### Task goal
Please rewrite the stretch of material from the line containing "like [469, 253]." through the end of the material, changing "dot" to "marker" and leaving everything else unchanged.

[start Material to process]

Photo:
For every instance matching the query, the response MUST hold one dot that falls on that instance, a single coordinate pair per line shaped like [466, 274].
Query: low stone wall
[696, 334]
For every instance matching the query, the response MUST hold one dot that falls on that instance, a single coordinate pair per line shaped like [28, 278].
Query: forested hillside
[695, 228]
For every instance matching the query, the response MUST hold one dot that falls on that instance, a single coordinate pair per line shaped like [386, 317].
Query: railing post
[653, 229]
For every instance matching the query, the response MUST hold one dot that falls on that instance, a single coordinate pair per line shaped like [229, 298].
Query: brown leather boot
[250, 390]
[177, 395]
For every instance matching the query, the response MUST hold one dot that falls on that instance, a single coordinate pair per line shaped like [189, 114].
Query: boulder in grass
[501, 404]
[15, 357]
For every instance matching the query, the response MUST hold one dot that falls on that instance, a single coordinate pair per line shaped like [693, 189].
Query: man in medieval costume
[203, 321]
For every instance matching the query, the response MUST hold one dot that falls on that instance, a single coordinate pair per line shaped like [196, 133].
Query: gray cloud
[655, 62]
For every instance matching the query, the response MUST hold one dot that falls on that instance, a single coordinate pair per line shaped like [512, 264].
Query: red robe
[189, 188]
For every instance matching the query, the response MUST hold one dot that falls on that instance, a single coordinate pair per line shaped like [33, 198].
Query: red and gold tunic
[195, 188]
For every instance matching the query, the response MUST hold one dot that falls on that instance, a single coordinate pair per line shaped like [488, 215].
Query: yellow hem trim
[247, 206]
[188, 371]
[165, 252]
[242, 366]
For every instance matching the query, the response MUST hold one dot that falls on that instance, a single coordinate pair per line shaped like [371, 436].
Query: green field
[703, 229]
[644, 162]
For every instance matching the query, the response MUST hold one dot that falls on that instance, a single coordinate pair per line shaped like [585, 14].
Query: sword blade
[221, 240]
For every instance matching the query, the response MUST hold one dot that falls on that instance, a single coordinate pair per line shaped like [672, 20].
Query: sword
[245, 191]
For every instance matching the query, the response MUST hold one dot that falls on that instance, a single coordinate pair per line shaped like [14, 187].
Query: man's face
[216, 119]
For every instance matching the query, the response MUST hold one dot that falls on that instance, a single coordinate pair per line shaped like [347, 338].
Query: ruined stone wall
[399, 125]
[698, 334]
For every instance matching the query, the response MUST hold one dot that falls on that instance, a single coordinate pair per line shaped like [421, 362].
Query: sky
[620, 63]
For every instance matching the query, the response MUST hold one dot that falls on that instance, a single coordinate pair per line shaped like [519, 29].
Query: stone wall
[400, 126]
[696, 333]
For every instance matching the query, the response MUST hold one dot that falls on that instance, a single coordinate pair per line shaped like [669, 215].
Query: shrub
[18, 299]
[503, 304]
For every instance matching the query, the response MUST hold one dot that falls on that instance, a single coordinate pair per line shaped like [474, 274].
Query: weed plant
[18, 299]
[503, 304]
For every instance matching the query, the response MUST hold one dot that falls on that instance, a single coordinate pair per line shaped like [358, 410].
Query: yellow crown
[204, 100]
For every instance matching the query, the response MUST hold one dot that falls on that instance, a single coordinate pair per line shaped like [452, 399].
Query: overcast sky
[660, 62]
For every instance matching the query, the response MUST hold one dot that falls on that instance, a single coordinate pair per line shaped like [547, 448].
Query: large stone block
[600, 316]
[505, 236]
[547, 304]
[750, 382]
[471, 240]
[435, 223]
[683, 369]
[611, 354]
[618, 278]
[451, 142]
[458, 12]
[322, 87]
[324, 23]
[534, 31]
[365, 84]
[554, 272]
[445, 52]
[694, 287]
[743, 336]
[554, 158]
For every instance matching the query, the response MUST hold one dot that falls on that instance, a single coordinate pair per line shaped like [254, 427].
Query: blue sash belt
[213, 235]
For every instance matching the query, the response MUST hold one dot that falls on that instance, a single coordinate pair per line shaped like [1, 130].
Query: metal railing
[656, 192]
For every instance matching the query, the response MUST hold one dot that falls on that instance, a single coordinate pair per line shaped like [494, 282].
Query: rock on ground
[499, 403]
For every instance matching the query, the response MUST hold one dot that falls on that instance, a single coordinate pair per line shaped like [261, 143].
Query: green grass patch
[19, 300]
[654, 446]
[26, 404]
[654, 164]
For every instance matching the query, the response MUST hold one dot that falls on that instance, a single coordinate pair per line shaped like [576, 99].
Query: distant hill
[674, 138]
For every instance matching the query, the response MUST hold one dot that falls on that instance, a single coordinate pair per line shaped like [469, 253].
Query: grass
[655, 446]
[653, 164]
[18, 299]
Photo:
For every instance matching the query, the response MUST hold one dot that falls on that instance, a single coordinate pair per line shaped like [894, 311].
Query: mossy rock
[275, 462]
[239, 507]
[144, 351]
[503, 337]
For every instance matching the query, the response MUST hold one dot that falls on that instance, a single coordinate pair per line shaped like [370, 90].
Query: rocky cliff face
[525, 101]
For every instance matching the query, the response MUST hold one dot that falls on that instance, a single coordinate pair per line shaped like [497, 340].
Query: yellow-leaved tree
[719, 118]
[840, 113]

[end Material to process]

### Solution
For every instance matching the query, the response MUST hold one marker that falls on that instance, a single coordinate pair per line shaped like [469, 253].
Query: grass
[655, 446]
[653, 164]
[18, 299]
Photo:
For every instance matching the query, the response MUST hold one marker that falls on that instance, a single coordinate pair per line shaped like [894, 311].
Query: mossy rock
[275, 462]
[239, 507]
[144, 351]
[503, 337]
For every instance matching the query, the response MUST hold one marker that falls on that instance, a single coordinate pair per line shaped like [370, 90].
Query: rocky cliff face
[525, 101]
For every instance matching the query, the response MUST hold one marker that falls on that instance, a single coordinate pair per line shaped like [497, 340].
Query: yellow-leaved tree
[719, 118]
[840, 113]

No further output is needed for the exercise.